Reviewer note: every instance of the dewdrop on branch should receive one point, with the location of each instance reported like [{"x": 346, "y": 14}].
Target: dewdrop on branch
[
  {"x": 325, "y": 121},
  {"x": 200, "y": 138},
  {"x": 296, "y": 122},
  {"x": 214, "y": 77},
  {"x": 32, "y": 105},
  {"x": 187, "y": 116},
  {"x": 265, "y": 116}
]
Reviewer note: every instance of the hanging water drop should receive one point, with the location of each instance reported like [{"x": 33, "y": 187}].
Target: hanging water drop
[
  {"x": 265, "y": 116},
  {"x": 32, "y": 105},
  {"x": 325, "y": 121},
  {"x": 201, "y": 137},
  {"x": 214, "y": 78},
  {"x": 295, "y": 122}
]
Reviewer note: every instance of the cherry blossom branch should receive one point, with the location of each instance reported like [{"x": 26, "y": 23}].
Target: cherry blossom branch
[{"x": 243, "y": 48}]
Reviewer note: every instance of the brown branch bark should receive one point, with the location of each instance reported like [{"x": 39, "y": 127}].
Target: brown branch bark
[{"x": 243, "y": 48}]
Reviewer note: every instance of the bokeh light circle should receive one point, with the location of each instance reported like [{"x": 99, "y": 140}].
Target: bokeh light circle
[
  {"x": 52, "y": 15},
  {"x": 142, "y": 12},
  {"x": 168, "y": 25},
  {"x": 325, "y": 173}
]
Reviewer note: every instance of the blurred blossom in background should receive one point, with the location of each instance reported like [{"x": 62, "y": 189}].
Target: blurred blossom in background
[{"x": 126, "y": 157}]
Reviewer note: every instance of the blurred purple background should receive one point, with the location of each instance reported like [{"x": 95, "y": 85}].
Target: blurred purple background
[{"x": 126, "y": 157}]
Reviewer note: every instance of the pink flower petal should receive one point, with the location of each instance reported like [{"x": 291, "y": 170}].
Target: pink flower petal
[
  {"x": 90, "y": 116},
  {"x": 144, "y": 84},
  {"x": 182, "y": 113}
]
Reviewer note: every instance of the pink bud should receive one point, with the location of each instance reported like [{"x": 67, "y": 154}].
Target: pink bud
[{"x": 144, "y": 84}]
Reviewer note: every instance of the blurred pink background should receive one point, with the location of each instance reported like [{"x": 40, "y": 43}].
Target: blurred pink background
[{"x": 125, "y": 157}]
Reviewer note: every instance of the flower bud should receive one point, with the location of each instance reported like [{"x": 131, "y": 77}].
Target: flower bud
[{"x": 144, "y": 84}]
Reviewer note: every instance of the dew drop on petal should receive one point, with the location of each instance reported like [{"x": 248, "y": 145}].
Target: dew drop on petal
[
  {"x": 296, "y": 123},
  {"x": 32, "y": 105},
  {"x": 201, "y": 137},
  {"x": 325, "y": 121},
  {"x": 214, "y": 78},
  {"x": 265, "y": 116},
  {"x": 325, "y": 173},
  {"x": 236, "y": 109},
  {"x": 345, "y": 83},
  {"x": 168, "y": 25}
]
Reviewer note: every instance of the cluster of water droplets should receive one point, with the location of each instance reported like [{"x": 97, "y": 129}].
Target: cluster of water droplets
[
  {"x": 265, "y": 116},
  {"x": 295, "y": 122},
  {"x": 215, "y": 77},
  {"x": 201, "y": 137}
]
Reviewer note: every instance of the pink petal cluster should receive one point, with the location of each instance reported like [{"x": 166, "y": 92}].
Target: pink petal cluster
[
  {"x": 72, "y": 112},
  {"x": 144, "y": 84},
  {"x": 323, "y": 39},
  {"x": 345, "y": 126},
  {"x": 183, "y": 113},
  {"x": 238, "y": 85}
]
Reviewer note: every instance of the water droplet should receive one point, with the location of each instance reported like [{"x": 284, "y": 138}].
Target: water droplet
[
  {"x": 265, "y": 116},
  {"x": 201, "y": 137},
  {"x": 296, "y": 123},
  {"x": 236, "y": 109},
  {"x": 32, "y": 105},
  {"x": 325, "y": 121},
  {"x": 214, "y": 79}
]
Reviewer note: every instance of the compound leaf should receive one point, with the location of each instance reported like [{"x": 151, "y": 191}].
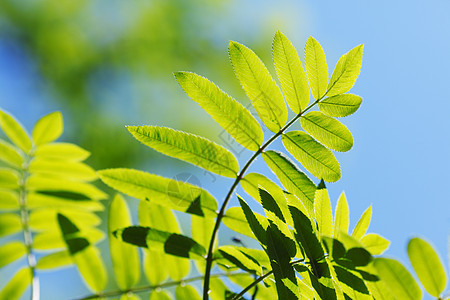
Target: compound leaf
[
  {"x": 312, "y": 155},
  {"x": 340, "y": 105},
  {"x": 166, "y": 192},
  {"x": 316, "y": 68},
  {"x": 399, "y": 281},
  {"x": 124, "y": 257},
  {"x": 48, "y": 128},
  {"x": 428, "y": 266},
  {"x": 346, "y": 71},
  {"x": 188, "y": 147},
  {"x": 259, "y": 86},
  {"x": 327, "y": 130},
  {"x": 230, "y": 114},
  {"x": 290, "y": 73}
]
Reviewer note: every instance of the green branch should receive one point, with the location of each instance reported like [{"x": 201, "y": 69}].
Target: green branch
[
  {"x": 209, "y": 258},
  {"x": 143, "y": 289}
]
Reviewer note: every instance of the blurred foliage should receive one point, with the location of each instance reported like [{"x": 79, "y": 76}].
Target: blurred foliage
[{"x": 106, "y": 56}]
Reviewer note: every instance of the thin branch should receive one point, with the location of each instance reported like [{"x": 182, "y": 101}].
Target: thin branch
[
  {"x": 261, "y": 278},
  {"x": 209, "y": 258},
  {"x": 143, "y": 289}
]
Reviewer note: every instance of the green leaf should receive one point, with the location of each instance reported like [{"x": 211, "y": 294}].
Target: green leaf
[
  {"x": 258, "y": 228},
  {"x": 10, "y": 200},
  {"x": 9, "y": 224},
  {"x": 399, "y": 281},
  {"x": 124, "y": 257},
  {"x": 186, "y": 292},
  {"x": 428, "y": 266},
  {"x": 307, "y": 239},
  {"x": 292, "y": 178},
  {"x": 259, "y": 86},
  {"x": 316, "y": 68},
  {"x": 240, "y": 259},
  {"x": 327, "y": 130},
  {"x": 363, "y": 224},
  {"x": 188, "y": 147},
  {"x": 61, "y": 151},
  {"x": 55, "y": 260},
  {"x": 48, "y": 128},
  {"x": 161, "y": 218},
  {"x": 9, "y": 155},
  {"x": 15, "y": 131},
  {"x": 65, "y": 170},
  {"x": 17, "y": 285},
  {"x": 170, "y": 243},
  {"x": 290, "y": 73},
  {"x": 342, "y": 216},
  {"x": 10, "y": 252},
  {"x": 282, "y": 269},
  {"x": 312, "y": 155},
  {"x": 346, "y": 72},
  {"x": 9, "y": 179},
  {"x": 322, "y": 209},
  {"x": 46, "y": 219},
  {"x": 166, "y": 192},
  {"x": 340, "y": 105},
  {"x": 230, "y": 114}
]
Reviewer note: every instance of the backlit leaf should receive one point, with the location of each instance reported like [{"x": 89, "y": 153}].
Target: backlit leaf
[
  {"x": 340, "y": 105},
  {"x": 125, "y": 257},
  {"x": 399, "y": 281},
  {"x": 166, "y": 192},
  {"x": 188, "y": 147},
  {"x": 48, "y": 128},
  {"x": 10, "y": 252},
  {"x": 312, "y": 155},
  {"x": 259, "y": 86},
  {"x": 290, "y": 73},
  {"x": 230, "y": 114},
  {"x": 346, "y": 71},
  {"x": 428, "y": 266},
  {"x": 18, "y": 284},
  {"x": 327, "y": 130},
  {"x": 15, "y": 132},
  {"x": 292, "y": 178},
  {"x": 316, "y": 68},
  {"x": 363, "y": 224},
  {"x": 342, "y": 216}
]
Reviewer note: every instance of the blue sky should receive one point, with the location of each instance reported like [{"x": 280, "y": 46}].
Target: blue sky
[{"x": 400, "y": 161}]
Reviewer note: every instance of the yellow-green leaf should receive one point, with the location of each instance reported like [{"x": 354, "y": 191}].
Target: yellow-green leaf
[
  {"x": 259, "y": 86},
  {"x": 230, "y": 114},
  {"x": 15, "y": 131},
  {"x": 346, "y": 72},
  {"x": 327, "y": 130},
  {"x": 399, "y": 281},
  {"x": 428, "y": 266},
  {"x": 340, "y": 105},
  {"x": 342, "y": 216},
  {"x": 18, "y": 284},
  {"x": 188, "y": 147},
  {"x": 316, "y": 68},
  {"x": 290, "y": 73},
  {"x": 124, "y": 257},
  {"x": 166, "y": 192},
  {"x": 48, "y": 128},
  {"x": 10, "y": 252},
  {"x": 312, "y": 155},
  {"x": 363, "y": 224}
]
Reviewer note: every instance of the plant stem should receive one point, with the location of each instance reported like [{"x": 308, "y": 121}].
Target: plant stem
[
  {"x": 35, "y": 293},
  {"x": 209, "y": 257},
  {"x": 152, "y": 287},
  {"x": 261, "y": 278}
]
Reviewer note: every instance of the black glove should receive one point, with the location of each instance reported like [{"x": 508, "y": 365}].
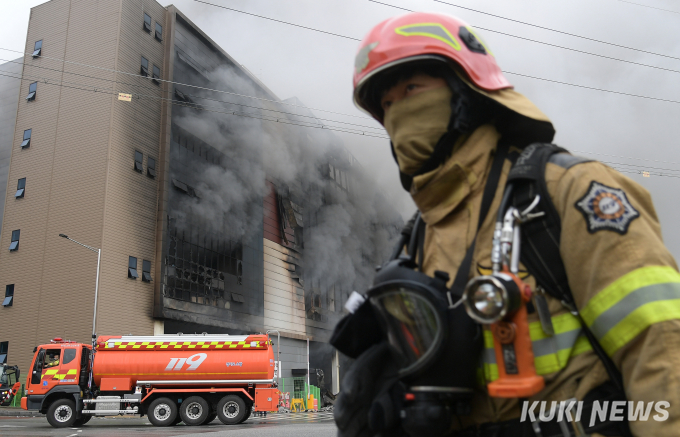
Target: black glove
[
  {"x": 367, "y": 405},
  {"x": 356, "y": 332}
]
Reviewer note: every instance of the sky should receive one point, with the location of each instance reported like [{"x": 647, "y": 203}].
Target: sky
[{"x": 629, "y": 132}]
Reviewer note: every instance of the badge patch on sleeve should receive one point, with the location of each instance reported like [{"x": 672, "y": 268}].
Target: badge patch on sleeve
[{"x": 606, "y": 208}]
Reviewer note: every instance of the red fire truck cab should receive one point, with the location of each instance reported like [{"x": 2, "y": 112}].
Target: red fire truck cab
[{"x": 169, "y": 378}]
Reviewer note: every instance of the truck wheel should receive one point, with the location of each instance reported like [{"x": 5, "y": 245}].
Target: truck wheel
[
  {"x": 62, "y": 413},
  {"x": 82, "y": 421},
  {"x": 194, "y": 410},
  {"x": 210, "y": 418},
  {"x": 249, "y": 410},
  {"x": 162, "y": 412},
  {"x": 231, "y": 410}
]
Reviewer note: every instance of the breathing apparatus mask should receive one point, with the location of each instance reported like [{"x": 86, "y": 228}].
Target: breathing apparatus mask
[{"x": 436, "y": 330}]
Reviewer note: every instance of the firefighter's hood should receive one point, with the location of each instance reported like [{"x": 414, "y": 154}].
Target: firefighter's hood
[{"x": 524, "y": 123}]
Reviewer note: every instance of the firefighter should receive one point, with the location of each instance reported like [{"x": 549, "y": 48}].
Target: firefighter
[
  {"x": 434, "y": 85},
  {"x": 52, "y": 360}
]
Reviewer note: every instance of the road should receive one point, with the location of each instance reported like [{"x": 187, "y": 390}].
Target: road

:::::

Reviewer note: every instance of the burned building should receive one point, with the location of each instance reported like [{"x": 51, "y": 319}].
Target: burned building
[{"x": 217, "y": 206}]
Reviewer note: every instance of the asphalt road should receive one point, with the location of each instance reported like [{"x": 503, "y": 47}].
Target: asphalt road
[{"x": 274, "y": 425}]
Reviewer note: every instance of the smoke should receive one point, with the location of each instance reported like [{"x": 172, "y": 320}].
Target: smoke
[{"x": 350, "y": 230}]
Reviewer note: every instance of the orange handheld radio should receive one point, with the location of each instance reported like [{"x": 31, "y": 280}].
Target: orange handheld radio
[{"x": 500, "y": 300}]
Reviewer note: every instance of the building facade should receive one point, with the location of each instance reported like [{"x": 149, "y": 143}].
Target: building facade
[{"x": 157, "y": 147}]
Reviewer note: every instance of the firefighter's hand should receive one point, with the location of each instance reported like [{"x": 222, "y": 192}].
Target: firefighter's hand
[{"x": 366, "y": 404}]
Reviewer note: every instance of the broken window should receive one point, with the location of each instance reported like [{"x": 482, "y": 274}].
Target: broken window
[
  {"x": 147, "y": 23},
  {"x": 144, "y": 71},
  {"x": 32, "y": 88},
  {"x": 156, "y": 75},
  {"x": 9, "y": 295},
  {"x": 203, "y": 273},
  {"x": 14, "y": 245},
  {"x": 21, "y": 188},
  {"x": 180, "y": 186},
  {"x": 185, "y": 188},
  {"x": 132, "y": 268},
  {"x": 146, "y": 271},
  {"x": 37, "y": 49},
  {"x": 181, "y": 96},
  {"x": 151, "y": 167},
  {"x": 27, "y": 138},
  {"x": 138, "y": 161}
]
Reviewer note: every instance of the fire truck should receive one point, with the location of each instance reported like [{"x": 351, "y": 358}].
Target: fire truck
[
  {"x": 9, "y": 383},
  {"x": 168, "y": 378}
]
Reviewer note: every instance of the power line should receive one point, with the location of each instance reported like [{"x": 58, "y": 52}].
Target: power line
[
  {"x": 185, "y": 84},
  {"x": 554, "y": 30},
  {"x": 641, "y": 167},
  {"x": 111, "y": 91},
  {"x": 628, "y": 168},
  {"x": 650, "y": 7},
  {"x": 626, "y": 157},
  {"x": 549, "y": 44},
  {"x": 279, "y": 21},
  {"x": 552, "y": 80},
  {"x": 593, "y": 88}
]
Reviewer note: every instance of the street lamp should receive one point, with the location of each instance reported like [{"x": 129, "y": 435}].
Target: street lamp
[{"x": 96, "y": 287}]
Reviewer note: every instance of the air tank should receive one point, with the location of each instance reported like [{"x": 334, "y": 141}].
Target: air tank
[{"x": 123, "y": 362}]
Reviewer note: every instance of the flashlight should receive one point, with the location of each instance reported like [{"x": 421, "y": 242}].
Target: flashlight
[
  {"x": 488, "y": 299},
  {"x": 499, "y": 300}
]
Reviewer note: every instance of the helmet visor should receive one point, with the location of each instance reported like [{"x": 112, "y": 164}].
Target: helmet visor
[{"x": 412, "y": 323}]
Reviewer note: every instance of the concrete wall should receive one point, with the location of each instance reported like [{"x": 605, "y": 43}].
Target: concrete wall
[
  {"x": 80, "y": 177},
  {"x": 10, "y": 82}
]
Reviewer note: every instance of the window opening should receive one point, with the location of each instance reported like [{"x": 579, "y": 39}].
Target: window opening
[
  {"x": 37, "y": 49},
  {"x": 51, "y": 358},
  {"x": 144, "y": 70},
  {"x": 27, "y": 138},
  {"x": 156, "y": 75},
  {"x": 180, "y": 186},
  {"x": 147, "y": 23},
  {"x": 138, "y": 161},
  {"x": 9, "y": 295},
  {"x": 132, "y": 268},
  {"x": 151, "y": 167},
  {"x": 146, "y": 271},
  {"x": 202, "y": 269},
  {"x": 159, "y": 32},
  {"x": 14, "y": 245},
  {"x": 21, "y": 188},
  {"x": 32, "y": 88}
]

:::::

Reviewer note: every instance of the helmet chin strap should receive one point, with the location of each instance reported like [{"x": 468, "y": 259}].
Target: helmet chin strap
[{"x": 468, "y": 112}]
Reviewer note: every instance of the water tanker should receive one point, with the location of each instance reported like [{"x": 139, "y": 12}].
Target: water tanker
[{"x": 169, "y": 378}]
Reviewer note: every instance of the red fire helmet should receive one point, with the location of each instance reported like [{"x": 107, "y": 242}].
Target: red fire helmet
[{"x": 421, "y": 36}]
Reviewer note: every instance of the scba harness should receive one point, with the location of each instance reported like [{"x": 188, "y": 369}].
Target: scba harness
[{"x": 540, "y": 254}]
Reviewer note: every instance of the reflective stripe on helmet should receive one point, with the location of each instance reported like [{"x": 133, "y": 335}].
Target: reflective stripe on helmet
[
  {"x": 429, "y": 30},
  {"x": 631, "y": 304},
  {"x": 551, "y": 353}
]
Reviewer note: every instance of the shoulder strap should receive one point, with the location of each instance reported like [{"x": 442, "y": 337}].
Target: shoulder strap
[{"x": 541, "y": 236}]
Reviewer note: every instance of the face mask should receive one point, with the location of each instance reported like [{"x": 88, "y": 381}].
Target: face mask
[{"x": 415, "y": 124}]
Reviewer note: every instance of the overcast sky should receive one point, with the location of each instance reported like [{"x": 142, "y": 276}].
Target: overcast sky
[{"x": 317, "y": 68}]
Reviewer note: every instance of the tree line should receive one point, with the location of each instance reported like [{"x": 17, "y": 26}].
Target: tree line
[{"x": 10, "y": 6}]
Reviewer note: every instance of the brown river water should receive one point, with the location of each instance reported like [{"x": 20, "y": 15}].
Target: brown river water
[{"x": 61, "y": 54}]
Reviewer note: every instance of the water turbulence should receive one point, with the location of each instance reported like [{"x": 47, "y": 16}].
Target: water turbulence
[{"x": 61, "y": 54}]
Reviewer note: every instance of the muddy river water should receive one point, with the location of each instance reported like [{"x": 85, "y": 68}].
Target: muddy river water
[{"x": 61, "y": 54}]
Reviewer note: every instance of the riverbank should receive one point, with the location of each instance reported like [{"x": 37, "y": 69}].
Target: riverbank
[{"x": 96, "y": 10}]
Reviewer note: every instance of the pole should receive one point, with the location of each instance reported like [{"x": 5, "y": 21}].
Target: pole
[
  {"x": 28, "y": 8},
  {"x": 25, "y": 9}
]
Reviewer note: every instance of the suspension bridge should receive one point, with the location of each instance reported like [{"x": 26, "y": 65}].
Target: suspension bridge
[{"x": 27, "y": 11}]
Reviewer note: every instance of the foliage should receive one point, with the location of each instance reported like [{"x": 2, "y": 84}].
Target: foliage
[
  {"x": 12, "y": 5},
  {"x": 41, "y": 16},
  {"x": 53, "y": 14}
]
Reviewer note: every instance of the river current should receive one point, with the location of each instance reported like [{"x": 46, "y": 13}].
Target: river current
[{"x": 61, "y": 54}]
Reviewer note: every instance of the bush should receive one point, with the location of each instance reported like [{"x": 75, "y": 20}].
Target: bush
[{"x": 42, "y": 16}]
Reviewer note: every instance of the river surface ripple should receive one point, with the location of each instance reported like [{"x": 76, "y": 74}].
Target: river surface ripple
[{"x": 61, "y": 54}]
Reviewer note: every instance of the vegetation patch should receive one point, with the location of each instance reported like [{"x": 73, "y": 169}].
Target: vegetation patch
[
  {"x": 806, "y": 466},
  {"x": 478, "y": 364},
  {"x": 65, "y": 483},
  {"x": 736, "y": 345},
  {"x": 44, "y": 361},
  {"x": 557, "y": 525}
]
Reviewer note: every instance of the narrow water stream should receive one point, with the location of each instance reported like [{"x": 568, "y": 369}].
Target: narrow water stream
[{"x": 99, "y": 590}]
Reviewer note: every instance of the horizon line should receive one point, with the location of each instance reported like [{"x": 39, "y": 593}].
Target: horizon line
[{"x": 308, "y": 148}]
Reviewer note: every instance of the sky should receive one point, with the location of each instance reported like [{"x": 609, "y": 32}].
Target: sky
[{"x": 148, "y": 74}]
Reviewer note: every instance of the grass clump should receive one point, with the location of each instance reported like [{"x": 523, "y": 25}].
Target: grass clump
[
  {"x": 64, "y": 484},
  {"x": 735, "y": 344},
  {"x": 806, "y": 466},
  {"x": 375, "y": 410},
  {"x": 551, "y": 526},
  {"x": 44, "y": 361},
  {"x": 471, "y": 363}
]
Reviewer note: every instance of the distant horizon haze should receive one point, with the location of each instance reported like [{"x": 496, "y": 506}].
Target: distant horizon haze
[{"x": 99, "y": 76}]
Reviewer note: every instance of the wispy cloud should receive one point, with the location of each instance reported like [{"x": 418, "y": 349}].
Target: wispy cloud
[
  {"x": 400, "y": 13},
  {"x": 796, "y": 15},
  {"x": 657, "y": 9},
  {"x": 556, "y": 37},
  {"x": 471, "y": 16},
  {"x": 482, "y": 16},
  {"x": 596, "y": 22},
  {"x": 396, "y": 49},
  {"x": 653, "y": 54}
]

:::::

Taking the material above, give again exactly the lines from the one holding "Target: water droplet" through the one holding "Reviewer note: every instance of the blurred foliage", with both ends and without pictures.

Target: water droplet
[
  {"x": 265, "y": 116},
  {"x": 201, "y": 137},
  {"x": 296, "y": 123},
  {"x": 236, "y": 109},
  {"x": 32, "y": 105},
  {"x": 325, "y": 121},
  {"x": 214, "y": 79}
]
Reviewer note: every instance of the compound leaf should receive one point, with the location of each instance reported like [{"x": 151, "y": 191}].
Target: compound leaf
[
  {"x": 312, "y": 155},
  {"x": 340, "y": 105},
  {"x": 166, "y": 192},
  {"x": 316, "y": 68},
  {"x": 399, "y": 281},
  {"x": 124, "y": 257},
  {"x": 48, "y": 128},
  {"x": 428, "y": 266},
  {"x": 346, "y": 71},
  {"x": 188, "y": 147},
  {"x": 259, "y": 86},
  {"x": 327, "y": 130},
  {"x": 230, "y": 114},
  {"x": 290, "y": 73}
]
Reviewer note: every instance of the green branch should receive one point, with the location of each instance reported like [{"x": 201, "y": 69}].
Target: green branch
[
  {"x": 209, "y": 258},
  {"x": 143, "y": 289}
]
Reviewer note: every instance of the blurred foliage should receive one point, with the location of each instance reported like [{"x": 79, "y": 76}].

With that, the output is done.